[Records from a dataset]
^^^^^^^^
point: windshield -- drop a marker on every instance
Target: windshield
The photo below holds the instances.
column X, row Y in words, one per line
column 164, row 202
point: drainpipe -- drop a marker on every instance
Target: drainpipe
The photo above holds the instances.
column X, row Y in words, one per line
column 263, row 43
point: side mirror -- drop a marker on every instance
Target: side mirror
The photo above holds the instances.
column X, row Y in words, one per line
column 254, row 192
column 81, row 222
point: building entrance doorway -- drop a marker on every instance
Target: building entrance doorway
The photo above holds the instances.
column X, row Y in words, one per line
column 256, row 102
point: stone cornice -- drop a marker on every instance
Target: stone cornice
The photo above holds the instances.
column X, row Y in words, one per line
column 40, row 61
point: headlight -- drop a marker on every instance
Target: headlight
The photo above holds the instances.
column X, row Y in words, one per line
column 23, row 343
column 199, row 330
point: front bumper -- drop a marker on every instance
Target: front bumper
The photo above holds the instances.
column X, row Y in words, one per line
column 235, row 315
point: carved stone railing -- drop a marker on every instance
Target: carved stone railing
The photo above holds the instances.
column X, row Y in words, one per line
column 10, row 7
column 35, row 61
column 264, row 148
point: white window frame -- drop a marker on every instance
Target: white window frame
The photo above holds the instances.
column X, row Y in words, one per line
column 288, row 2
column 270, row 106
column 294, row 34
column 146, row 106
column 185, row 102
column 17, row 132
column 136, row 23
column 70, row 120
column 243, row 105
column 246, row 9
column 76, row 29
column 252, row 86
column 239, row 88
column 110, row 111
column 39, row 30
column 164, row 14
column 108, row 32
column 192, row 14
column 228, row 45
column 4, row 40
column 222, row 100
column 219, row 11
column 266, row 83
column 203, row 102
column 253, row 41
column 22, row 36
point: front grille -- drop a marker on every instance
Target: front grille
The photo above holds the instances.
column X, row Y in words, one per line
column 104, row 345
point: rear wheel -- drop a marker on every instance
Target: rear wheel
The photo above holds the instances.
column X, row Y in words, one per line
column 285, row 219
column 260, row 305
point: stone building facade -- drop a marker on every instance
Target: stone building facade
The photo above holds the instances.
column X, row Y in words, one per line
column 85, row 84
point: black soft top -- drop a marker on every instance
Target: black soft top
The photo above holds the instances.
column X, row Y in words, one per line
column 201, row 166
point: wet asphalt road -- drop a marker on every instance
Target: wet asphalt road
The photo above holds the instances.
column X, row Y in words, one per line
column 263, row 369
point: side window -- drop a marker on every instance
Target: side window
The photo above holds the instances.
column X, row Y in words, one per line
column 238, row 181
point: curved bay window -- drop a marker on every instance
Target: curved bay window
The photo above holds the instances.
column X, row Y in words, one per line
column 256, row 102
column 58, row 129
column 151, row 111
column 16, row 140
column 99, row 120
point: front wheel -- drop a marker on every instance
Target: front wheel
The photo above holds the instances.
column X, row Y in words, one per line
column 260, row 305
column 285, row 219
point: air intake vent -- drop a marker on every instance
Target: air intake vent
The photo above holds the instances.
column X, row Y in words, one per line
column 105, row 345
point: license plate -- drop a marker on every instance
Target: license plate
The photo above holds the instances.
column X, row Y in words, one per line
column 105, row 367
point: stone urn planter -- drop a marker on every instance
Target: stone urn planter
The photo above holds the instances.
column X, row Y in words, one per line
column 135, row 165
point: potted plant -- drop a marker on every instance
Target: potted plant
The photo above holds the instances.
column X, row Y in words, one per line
^^^^^^^^
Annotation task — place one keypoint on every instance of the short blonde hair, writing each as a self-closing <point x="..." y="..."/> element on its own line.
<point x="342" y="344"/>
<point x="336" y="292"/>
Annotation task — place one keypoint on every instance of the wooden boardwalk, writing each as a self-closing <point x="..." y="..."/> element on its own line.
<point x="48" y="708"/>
^^^^^^^^
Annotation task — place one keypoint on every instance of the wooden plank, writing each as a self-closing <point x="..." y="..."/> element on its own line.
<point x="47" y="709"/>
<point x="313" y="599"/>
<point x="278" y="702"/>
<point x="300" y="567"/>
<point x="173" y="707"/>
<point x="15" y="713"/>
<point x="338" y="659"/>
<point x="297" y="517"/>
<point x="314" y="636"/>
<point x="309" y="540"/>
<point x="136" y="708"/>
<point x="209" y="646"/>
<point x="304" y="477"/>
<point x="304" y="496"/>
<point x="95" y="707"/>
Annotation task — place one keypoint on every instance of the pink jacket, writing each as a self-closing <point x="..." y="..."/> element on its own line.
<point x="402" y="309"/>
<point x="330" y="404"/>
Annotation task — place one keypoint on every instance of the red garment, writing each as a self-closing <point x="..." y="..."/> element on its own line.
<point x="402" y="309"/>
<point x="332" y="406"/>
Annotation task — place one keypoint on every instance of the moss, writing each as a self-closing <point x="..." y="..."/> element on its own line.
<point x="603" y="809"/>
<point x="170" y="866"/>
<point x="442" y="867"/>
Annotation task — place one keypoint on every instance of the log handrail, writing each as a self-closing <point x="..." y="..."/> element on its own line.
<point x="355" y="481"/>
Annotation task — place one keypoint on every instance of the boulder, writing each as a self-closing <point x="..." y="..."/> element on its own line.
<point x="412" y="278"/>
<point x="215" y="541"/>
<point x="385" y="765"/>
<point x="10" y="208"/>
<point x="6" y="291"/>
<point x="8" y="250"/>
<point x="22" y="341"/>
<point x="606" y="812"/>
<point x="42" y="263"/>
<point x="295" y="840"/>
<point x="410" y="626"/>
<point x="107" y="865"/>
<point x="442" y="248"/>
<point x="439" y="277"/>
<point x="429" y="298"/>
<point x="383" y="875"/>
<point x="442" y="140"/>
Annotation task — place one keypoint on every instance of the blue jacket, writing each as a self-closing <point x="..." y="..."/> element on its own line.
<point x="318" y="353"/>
^^^^^^^^
Scan the records above for the lines holding "Target: carved stone railing" and "Target: side window". Transcribe those two and every line between them word for word, and no others.

◆ Solution to the exercise
Target: carved stone railing
The photo above holds the instances.
column X, row Y in words, one per line
column 10, row 7
column 35, row 61
column 264, row 148
point: white window frame -- drop a marker on every instance
Target: white window frame
The photo above holds the instances.
column X, row Y in words, one per line
column 288, row 2
column 270, row 106
column 294, row 34
column 146, row 106
column 185, row 102
column 17, row 132
column 136, row 23
column 70, row 120
column 243, row 105
column 246, row 9
column 76, row 29
column 252, row 86
column 239, row 88
column 110, row 111
column 39, row 30
column 164, row 14
column 108, row 32
column 192, row 14
column 228, row 45
column 4, row 40
column 222, row 100
column 219, row 11
column 266, row 83
column 203, row 102
column 253, row 41
column 22, row 36
point: front grille -- drop a marker on every instance
Target: front grille
The photo above holds the instances.
column X, row Y in words, one per line
column 104, row 345
point: rear wheel -- drop a marker on every instance
Target: rear wheel
The photo above holds the instances.
column X, row Y in words, one per line
column 285, row 219
column 260, row 305
point: stone building facade -- drop a marker on every instance
Target: stone building facade
The photo above holds the instances.
column X, row Y in words, one per line
column 85, row 84
point: black soft top -- drop a marker on every instance
Target: black soft top
The photo above holds the instances.
column X, row Y in words, one per line
column 201, row 166
point: wet asphalt road -- drop a marker on every instance
Target: wet asphalt road
The photo above holds the instances.
column X, row Y in words, one per line
column 263, row 369
point: side window -- drop a marker on every instance
Target: side window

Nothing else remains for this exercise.